### EXERCISE DETAILS
Find "Your task is to mark every outdoor" in the data below; transcribe the line it appears on and each line after it, exactly, to the end, and nothing else.

### DATA UNDER STUDY
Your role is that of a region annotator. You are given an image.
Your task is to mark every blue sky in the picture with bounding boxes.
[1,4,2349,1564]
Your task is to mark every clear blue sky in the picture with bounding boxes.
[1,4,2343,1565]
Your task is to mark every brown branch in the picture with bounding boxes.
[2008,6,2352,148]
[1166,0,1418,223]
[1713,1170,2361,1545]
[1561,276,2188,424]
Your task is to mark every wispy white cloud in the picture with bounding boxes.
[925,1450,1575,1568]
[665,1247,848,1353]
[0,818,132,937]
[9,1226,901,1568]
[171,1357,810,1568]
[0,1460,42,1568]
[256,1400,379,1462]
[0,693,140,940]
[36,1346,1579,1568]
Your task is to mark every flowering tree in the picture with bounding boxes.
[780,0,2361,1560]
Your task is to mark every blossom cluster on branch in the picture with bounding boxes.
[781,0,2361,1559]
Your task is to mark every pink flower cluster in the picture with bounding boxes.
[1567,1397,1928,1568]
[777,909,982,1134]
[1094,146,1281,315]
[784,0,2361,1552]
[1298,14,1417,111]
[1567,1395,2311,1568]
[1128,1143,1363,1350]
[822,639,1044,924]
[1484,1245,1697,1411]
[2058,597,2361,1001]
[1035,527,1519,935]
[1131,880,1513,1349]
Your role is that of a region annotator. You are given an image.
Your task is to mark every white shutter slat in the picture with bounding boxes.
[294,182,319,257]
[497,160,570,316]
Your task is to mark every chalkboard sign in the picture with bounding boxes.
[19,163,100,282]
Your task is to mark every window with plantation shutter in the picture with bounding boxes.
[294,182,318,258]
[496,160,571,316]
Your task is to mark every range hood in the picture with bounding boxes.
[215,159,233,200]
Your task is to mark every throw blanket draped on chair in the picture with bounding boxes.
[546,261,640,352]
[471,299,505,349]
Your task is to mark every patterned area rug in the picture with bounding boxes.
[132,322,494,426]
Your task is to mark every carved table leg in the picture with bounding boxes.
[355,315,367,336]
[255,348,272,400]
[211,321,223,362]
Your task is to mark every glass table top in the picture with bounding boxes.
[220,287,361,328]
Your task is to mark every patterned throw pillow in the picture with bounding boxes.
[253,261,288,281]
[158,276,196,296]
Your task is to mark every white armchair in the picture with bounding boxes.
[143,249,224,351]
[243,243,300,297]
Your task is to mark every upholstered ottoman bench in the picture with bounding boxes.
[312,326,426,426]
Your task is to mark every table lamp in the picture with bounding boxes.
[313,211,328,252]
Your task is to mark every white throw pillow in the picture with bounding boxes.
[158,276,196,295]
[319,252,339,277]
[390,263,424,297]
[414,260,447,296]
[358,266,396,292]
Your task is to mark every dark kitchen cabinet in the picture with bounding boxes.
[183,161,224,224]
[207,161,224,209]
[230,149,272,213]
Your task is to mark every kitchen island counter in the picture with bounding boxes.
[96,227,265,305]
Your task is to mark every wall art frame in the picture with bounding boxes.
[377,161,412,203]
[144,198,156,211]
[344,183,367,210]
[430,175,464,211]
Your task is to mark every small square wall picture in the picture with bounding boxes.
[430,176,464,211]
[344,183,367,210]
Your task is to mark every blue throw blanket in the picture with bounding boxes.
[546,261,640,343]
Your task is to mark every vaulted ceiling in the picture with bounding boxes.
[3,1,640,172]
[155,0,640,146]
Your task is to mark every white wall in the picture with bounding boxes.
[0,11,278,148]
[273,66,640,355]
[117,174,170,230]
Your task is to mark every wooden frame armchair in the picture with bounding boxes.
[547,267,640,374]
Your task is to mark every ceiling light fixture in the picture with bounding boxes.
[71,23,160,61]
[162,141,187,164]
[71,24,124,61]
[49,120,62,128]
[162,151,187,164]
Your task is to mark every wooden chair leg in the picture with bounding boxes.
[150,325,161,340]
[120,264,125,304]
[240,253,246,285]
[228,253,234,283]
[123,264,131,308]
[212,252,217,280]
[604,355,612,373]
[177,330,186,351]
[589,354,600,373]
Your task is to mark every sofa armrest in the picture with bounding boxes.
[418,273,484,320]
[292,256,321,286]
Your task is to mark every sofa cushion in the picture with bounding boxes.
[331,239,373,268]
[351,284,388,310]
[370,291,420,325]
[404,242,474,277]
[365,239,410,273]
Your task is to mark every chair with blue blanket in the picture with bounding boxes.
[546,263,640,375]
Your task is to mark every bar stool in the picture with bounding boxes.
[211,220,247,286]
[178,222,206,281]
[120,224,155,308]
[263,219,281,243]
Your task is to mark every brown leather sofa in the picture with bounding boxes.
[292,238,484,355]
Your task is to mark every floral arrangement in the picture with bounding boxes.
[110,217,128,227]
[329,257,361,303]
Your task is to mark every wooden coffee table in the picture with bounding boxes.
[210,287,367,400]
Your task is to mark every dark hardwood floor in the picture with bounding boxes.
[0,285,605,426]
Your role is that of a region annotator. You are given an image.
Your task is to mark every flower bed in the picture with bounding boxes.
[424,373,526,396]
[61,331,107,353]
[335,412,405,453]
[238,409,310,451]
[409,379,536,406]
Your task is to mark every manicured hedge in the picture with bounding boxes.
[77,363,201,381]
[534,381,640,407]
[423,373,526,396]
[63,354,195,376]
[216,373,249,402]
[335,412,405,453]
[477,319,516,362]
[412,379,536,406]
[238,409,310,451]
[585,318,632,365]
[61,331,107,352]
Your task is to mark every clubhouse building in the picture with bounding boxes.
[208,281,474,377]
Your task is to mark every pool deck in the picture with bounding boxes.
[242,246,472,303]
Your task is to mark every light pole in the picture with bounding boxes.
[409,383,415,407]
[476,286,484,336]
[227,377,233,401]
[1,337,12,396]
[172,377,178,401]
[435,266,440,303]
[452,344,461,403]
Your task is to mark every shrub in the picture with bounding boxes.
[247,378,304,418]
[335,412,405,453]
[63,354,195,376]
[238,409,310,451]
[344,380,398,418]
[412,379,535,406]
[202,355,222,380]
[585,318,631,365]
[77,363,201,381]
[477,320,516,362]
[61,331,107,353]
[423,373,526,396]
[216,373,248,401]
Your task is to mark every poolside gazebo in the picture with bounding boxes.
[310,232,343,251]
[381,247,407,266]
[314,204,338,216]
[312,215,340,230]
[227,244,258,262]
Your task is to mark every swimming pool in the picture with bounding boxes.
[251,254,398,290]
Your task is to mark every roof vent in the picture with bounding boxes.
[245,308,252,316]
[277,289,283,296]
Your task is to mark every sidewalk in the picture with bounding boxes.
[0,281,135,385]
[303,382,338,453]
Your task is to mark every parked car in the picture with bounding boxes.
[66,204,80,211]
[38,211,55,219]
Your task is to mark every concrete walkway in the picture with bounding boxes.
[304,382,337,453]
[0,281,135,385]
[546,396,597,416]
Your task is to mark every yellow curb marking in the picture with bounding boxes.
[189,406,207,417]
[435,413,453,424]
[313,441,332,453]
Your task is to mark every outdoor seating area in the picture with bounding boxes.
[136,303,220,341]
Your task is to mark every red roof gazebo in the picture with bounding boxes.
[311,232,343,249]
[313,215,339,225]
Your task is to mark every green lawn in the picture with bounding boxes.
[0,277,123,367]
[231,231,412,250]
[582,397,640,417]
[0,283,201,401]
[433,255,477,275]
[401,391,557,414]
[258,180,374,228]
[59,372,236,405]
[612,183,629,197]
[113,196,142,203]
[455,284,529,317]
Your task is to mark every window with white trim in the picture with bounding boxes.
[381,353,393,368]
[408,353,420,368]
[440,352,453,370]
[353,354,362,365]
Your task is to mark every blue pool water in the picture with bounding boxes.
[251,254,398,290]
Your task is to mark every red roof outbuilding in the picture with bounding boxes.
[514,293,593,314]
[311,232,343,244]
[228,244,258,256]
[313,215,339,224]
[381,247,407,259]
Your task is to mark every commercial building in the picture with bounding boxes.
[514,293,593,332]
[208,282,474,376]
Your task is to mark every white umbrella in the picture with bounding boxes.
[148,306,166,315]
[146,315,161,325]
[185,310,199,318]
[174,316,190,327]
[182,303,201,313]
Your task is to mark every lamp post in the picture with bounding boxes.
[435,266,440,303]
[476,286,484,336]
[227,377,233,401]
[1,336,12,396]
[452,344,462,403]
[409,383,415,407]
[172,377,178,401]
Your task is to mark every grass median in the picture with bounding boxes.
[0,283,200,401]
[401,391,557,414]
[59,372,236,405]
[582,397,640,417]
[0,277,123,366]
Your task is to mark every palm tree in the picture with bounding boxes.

### ANSWER SPACE
Your task is to mark every outdoor seating area in the picture with bounding boxes.
[136,303,220,341]
Your task is to mark every red roof gazebo in the picture with bounding boxes.
[311,232,343,249]
[313,215,339,225]
Your task is to mark every green lawn in the picture with bounding boxes.
[0,277,123,367]
[231,231,412,250]
[582,397,640,417]
[0,283,201,401]
[433,255,477,275]
[401,391,557,414]
[258,180,374,228]
[59,372,236,405]
[612,183,629,197]
[113,196,142,203]
[455,284,529,317]
Your task is to mark every window with white trim in the picture with bounding boxes.
[381,353,393,368]
[408,353,420,368]
[440,352,453,370]
[353,354,362,365]
Your task is to mark every blue pool water in the picture with bounding boxes.
[251,254,398,290]
Your task is to mark every red roof outbuilding in the picture with bounding boxes.
[514,293,593,314]
[311,232,343,244]
[228,244,258,256]
[313,215,339,224]
[381,247,407,259]
Your task is to mark every commercial building in the picture with bounding boxes.
[514,293,593,332]
[208,282,474,376]
Your task is to mark every white umbrella in the picture with bounding boxes.
[148,306,166,315]
[146,315,161,325]
[185,310,199,318]
[174,316,190,327]
[182,303,201,313]
Your task is to mark every lamp post in the picture with bounding boxes.
[435,266,440,303]
[476,286,484,336]
[227,377,233,401]
[1,336,12,396]
[452,344,462,403]
[409,383,415,407]
[172,377,178,401]
Your task is to mark every grass median in the picture with bounding boxes.
[0,283,200,401]
[401,391,557,414]
[59,372,236,405]
[582,397,640,417]
[0,277,123,366]
Your task is to mark every palm tree in the picture with bounding boxes.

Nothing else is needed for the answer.